### Text passage
§

# Which composers besides Wagner excelled at writing purely orchestral music for their operas.



## Seattleoperafan (Mar 24, 2013)

Many of you are more knowledgeable than me of operatic literature but for me I would say: Strauss ( particularly for Elektra and Salome), Rossini ( overtures) and Gluck ( the Dance of the Blessed Spirits). What say you?


----------



## Francasacchi (7 mo ago)

Berlioz!


----------



## Woodduck (Mar 17, 2014)

Most of the best opera composers wrote excellent overtures. Beethoven wrote four overtures for a single opera! Verdi wrote a nice overture for _Aida_ which he decided not to use.


----------



## Becca (Feb 5, 2015)

I will definitely second Berlioz


Overtures don't count (some composers just did a cut/paste job or maybe didn't even write their own!) 
Spare me Verdi ... if I ever hear another oom pah pah again ... 😩


----------



## Tsaraslondon (Nov 7, 2013)

Woodduck said:


> Most of the best opera composers wrote excellent overtures. Beethoven wrote four overtures for a single opera! Verdi wrote a nice overture for _Aida_ which he decided not to use.

§

### Listed entries
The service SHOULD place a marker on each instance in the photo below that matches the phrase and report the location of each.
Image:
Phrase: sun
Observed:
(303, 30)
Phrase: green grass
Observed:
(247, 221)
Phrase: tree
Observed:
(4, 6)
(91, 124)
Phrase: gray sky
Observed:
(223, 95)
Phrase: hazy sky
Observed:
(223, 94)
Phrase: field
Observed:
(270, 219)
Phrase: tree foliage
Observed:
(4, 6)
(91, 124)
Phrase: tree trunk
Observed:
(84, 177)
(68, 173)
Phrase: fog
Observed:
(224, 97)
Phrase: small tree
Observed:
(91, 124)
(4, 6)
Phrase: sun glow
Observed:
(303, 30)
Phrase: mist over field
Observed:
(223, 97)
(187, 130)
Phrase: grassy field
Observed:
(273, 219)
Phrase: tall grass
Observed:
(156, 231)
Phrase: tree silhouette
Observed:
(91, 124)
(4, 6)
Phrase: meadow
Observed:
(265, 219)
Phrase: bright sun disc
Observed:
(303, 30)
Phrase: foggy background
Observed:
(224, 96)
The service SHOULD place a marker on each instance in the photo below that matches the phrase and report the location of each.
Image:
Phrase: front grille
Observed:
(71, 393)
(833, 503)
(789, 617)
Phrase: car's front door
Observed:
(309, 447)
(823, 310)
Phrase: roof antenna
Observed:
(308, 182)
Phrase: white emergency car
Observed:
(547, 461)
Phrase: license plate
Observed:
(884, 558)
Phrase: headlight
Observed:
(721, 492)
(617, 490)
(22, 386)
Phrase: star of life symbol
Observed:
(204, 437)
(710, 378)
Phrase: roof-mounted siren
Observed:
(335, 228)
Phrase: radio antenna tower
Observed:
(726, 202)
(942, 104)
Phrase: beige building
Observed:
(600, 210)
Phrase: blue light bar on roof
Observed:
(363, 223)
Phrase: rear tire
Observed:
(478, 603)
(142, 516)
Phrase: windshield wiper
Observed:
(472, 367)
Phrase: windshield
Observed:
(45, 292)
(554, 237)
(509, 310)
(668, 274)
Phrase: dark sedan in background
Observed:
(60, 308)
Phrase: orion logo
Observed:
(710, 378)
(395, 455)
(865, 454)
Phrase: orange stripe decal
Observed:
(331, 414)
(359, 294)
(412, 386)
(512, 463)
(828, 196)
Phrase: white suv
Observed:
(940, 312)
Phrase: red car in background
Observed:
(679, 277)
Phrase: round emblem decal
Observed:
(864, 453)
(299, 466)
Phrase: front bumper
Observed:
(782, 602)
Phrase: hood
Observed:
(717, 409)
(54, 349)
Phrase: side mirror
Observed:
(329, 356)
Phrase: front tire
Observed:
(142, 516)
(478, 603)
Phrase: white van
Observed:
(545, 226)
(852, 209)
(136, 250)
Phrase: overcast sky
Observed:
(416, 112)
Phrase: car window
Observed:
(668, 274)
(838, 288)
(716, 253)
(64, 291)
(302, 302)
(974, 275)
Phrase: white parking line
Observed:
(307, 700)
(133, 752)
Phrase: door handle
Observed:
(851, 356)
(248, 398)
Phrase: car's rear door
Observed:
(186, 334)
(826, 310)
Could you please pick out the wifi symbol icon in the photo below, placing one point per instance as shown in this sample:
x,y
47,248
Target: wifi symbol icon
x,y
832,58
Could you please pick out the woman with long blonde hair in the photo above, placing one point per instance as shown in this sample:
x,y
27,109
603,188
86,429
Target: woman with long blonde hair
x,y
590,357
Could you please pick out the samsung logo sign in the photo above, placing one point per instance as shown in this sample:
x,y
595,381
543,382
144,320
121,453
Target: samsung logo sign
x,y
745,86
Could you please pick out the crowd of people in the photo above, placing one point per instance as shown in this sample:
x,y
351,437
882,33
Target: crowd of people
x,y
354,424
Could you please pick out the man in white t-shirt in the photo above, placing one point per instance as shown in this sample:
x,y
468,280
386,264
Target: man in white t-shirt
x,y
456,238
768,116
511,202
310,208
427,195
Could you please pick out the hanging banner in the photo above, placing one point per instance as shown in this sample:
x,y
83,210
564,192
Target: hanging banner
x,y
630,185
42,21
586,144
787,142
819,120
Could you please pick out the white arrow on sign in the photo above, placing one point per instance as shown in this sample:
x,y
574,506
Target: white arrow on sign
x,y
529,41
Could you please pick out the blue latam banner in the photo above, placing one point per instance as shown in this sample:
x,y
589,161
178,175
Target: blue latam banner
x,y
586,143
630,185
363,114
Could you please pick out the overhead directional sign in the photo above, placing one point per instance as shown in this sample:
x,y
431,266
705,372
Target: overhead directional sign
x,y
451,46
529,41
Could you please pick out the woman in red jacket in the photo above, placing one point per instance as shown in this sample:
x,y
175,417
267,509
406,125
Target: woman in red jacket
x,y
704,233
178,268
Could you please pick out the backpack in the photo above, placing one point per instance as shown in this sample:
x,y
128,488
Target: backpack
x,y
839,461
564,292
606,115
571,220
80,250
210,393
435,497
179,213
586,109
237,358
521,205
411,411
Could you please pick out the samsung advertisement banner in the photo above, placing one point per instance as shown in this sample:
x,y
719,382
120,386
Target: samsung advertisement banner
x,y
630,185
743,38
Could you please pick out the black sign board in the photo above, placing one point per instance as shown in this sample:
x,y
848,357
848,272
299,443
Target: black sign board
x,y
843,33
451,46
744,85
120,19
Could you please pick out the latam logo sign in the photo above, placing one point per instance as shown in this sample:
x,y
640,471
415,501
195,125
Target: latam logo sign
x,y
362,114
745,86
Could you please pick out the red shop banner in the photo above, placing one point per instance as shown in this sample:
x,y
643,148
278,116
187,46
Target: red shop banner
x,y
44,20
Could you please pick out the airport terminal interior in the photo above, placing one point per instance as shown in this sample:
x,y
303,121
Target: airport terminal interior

§

### Work instructions
[A] Summarize the forum thread on orchestral writing in opera in two sentences.
[B] Carry on the forum thread on orchestral writing in opera from its last line.

### Your written answers
[A] The thread asks which composers besides Wagner excelled at purely orchestral music for their operas. The opening post proposes Strauss, Rossini and Gluck, and Berlioz is named twice; one reply says most of the best opera composers wrote excellent overtures, while another says overtures don't count and wants to be spared Verdi.

[B]
Verdi wrote some spendid ballet music as well as some wonderful overtures and preludes, particularly for his later operas. The prelude to Act I of _*Simon Boccanegara*, _which depicts the sun rising over the sea in Genoa is absolutely gorgeous.

Britten, who of course also wrote quite a lot of purely orchestral music, has some wonderful orhestral sections in his opera scores. So has Janacek.


----------



## pianozach (May 21, 2018)

Beethoven only wrote the _one_ opera, *Fidelio*, but he also didn't necessarily write vocal parts as though they were to be SUNG. He wrote vocal lines to suit his whim, as though he were writing for an instrument. Singers be damned.


----------



## Woodduck (Mar 17, 2014)

pianozach said:


> Beethoven only wrote the _one_ opera, *Fidelio*, but he also didn't necessarily write vocal parts as though they were to be SUNG. He wrote vocal lines to suit his whim, as though he were writing for an instrument. Singers be damned.


I've encountered this idea, but I'm skeptical of it. Which of the arias and ensembles in _Fidelio_ don't sound like vocal music to you? Would they sound more idiomatic played by instruments? Do singers find them unduly hard to sing?


----------



## Woodduck (Mar 17, 2014)

There are not many stand-alone orchestral selections in Puccini's operas - he was a get-on-with-it sort of guy - but his colorful and atmospheric orchestral writing is one of the best things about his work, especially the later operas.


----------



## Bwv 1080 (Dec 31, 2018)

Mozart of course


----------



## ColdGenius (9 mo ago)

Rimski-Kórsakov. "Praise to the desert", "Battle of Kerzhenetz" from "Kitezh"; symphonic pictures from "The night before Christmas" and "The tale of Tzar Saltan" among others.


----------



## RICK RIEKERT (Oct 9, 2017)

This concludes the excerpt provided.